━━━ Records supplied ━━━

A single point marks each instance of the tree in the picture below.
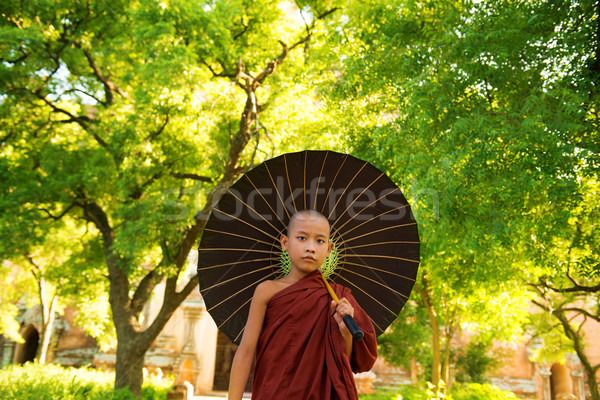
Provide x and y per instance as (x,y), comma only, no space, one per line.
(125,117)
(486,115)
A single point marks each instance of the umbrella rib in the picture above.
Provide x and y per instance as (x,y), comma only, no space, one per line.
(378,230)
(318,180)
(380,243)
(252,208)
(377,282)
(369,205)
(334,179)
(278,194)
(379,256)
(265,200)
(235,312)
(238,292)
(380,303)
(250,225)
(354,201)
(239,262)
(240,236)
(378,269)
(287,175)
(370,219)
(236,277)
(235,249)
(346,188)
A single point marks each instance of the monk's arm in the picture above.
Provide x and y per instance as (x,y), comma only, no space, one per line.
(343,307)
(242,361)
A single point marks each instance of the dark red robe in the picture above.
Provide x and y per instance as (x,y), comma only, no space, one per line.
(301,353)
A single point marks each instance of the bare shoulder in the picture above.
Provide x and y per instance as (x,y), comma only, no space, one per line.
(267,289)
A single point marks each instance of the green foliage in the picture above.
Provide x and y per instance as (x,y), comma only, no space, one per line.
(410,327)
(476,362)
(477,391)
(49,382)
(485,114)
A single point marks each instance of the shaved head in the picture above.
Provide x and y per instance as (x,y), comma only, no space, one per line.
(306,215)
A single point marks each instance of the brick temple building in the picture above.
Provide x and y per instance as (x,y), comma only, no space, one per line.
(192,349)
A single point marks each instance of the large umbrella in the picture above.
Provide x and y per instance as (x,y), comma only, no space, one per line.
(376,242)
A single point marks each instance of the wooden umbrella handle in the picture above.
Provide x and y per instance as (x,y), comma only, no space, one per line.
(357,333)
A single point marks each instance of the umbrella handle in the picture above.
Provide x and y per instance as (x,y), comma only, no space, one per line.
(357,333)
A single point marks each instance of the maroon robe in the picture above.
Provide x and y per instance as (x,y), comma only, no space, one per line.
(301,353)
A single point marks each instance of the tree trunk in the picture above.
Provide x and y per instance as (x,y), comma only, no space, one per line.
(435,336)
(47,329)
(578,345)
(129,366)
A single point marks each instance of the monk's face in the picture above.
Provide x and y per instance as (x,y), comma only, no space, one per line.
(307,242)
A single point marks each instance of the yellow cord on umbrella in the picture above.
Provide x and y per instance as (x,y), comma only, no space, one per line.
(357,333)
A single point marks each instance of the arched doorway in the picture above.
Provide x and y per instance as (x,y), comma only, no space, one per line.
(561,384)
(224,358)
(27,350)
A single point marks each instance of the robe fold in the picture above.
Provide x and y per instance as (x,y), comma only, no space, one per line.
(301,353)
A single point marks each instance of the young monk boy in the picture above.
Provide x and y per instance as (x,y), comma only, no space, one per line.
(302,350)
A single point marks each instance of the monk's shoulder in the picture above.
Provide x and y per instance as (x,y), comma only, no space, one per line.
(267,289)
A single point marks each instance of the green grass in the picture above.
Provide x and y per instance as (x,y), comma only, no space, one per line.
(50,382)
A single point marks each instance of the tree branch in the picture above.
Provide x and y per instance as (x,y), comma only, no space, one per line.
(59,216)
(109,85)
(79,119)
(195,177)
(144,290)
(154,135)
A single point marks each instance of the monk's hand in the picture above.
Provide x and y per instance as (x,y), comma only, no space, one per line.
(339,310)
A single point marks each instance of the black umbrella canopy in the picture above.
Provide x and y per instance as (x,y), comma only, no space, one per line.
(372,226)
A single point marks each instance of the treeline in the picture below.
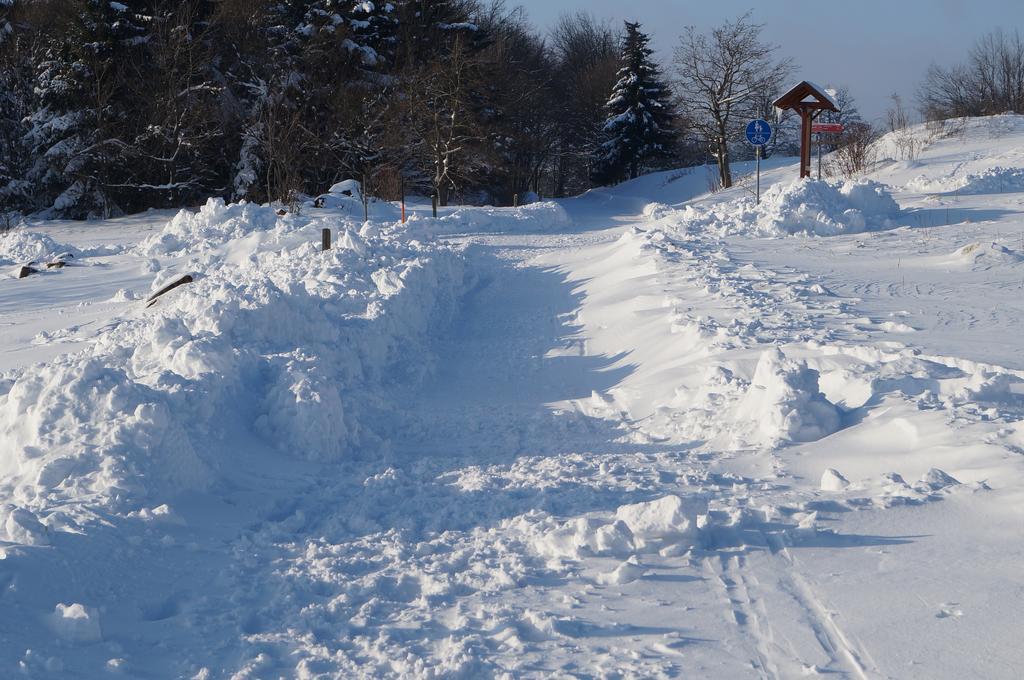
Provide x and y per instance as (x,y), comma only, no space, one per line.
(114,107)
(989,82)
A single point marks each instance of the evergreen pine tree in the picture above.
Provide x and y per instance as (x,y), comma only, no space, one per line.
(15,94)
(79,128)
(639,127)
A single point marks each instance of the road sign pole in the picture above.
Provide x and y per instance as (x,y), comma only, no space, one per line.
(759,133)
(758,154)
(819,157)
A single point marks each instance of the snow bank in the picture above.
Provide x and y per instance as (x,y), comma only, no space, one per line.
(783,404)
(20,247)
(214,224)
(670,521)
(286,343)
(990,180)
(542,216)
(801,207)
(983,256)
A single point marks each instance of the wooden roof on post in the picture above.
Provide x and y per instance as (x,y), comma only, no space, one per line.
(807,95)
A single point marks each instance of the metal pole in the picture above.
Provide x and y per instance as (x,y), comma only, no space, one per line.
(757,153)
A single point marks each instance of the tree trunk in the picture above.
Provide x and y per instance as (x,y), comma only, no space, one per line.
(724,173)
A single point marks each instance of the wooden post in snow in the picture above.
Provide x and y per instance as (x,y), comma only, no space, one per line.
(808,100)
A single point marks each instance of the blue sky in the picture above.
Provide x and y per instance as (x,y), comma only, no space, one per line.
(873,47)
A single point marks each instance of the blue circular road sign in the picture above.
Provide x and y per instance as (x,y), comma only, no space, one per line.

━━━
━━━ Records supplied ━━━

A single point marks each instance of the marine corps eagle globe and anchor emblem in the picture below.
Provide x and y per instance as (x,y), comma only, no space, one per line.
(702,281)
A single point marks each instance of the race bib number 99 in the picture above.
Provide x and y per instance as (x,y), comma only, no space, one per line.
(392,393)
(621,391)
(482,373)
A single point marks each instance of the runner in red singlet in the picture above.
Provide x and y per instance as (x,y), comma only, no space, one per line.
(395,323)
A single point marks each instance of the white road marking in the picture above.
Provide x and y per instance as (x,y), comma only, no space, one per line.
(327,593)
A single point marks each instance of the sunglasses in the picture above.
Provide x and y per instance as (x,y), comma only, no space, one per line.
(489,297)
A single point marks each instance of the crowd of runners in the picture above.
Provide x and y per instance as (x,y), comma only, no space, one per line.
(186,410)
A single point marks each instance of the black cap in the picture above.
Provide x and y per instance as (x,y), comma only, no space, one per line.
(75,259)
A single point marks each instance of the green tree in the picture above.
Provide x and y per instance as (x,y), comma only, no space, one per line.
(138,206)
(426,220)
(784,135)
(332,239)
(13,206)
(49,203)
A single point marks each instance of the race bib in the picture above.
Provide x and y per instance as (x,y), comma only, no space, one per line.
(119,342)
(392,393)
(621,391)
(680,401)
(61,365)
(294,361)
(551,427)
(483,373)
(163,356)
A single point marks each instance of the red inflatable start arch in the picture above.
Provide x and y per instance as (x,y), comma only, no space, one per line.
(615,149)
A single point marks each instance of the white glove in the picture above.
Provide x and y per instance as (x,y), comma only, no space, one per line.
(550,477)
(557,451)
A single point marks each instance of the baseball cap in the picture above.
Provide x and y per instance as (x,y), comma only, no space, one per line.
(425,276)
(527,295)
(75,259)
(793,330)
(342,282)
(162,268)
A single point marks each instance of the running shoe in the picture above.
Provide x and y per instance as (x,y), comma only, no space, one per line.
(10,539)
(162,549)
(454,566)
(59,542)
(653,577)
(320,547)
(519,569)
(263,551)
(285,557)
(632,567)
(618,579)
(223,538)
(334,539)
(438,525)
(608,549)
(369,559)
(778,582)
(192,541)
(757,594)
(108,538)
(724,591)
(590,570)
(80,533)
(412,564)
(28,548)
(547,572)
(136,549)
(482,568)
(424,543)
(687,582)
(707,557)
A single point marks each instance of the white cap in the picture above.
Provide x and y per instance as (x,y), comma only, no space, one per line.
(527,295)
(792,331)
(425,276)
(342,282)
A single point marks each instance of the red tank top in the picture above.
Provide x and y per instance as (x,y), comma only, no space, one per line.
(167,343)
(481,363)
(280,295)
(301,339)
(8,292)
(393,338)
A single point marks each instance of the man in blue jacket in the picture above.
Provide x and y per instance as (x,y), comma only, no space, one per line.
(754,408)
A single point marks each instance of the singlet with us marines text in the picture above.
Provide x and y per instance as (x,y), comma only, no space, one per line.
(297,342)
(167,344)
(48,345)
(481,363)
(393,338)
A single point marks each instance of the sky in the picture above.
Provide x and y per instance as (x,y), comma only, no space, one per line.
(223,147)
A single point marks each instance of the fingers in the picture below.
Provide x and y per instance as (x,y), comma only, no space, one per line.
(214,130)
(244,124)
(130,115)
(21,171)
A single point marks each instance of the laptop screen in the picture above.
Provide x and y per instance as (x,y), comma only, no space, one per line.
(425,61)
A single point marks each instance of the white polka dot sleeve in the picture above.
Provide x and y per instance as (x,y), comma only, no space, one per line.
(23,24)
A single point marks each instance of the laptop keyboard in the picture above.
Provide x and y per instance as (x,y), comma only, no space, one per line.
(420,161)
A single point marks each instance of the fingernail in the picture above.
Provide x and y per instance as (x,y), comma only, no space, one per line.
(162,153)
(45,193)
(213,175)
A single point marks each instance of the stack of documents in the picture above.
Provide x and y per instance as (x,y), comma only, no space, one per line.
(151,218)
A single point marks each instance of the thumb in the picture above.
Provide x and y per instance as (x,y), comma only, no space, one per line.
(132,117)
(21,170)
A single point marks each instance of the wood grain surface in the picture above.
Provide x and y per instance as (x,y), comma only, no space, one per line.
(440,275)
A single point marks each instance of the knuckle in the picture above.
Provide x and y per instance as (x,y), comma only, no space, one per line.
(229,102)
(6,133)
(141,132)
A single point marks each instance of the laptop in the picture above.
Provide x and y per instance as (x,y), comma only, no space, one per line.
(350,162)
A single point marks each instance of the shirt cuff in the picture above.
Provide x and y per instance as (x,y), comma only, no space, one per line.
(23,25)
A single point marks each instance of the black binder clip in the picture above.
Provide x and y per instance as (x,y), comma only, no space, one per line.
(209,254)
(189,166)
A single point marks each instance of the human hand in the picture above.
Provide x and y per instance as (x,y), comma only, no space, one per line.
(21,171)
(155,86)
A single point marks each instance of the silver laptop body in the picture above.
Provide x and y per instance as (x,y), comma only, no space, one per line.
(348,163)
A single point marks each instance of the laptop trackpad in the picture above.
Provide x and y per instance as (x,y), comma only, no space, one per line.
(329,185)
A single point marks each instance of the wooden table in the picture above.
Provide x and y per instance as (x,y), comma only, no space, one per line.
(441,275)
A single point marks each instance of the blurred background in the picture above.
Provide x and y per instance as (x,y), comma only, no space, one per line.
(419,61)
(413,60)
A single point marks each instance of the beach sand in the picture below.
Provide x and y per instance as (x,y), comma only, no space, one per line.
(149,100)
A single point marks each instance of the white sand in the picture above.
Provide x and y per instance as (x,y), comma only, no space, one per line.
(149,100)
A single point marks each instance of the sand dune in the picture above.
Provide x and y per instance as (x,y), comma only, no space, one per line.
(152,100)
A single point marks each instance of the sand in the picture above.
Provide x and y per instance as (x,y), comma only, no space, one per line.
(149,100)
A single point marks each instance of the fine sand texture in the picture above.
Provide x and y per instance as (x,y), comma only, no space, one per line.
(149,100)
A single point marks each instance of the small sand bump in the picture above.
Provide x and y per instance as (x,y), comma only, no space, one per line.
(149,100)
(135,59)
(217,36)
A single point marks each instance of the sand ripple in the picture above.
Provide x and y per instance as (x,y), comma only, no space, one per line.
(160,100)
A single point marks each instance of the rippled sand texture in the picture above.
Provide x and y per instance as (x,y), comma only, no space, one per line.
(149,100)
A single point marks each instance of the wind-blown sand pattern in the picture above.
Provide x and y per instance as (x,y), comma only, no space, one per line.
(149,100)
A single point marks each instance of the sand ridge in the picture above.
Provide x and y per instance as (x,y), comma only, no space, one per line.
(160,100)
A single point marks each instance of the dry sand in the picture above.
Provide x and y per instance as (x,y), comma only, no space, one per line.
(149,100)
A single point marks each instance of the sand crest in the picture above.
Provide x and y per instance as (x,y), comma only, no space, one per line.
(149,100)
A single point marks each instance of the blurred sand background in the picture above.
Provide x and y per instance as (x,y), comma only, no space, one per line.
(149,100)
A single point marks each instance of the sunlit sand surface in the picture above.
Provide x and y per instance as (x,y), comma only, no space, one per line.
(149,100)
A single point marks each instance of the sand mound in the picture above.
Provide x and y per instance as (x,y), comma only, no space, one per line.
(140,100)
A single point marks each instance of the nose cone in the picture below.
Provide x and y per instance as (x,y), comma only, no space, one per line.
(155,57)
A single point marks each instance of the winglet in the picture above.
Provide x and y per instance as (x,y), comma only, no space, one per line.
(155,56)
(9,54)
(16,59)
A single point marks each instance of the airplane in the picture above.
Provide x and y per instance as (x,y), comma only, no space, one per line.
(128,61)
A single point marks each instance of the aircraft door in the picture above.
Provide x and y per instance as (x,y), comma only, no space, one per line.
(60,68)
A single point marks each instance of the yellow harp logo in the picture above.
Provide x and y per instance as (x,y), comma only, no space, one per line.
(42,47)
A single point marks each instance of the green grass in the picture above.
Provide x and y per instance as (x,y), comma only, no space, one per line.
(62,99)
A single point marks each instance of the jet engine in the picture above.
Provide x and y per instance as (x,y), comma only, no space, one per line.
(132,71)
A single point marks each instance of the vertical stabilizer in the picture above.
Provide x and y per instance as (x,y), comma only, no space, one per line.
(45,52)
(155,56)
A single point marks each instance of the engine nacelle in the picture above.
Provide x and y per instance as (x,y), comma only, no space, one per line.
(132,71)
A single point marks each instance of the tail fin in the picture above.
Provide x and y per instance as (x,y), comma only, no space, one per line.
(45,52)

━━━

* [What to produce]: Please gather every line of the rows above that contains the string "texture", counting case, and copy each one out in full.

* [Solution to this task]:
A single point marks each instance of the fine sand texture in the picture above.
A single point marks each instance of the rippled sand texture in the picture above.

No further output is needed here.